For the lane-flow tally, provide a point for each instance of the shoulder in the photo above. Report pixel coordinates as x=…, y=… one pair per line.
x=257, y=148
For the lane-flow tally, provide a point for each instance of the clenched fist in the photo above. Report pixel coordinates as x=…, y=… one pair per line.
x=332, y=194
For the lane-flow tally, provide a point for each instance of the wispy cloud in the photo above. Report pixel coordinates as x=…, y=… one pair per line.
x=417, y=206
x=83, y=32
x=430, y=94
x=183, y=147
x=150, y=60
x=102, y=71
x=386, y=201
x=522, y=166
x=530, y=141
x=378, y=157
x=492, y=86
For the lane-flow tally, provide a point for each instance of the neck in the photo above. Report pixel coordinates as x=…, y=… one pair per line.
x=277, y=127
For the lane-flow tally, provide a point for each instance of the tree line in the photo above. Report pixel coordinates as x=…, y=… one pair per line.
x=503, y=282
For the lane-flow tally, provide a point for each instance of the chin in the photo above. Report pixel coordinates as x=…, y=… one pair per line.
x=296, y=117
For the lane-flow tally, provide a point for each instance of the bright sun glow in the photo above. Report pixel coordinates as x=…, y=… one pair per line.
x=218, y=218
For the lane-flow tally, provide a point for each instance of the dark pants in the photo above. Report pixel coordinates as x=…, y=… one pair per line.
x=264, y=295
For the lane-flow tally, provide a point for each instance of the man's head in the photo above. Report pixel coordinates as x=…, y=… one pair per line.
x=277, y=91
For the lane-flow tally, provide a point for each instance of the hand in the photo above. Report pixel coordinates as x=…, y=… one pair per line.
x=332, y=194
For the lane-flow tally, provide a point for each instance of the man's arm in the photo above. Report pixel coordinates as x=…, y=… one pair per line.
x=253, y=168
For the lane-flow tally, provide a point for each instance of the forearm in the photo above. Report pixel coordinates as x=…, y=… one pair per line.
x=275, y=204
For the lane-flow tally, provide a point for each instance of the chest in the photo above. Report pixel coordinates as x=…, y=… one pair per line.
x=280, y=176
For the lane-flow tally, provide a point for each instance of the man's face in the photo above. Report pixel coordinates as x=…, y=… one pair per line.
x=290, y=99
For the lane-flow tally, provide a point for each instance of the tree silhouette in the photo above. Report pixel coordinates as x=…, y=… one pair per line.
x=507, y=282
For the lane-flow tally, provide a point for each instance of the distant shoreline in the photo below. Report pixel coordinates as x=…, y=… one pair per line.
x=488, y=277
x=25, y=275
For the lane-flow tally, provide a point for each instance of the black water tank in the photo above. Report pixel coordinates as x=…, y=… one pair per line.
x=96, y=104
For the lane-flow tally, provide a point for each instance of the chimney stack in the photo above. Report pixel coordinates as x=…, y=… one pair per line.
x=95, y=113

#### [ASSIGNED TASK]
The answer must be every entry, reproduced exactly.

#### [RESPONSE AREA]
For the lane-flow tally, provide a point for each instance of the shoulder in the photo above. Report pixel coordinates as x=…, y=… one pair per line.
x=257, y=148
For the lane-flow tally, provide a point for each instance of the clenched fist in the photo above. Report pixel coordinates as x=…, y=… one pair per line.
x=332, y=194
For the lane-flow tally, provide a point for each instance of the wispy cloud in the photo above. Report pixel coordinates as x=…, y=… one pair per line.
x=417, y=206
x=83, y=32
x=430, y=94
x=183, y=147
x=150, y=60
x=102, y=71
x=386, y=201
x=522, y=166
x=530, y=141
x=378, y=157
x=492, y=86
For the lane-flow tally, provide a point for each instance of the neck in the photo above. Report pixel coordinates as x=…, y=… one pair per line.
x=277, y=127
For the lane-flow tally, provide a point for each instance of the tree line in the photo above. Report pixel coordinates as x=…, y=… one pair per line.
x=503, y=282
For the lane-flow tally, provide a point for each instance of the chin in the photo above. Report pixel coordinates as x=…, y=… one pair per line.
x=296, y=117
For the lane-flow tally, provide a point for each instance of the bright sun glow in the photo above. Report pixel coordinates as x=…, y=… one pair per line.
x=218, y=218
For the lane-flow tally, provide a point for each instance of the dark pants in the photo above. Report pixel coordinates as x=…, y=… one pair per line.
x=264, y=295
For the lane-flow tally, provide a point for each instance of the man's head in the photo above. Report pixel coordinates as x=…, y=… one pair per line.
x=277, y=91
For the lane-flow tally, provide a point for each instance of the hand in the photo above. Report pixel coordinates as x=…, y=… one pair per line.
x=332, y=194
For the lane-flow tally, provide a point for each instance of the man's arm in the photo above. Report pixel coordinates as x=…, y=… one pair per line.
x=253, y=168
For the lane-flow tally, provide a point for each instance of the forearm in the photo above. Report pixel coordinates as x=…, y=… one pair per line.
x=275, y=204
For the lane-flow tally, provide a point for each instance of the chest in the photo above. Report pixel coordinates as x=…, y=… one pair per line.
x=280, y=176
For the lane-flow tally, provide a point for each instance of the man's face in the photo above. Report pixel coordinates as x=…, y=… one pair per line.
x=290, y=99
For the lane-flow tally, provide a point for each instance of the tree silhouette in the photo above. Report pixel coordinates as x=…, y=… one pair per line.
x=507, y=282
For the lane-flow tally, provide a point for each instance of the distant shoreline in the photo below. Report pixel coordinates as x=…, y=… one pair per line.
x=488, y=277
x=25, y=275
For the lane-flow tally, provide a point for each instance of the black water tank in the photo above. Report pixel coordinates as x=…, y=… one pair per line.
x=96, y=104
For the lane-flow tally, provide a point for each instance of the chimney stack in the photo above. Report pixel coordinates as x=…, y=… one pair per line.
x=95, y=113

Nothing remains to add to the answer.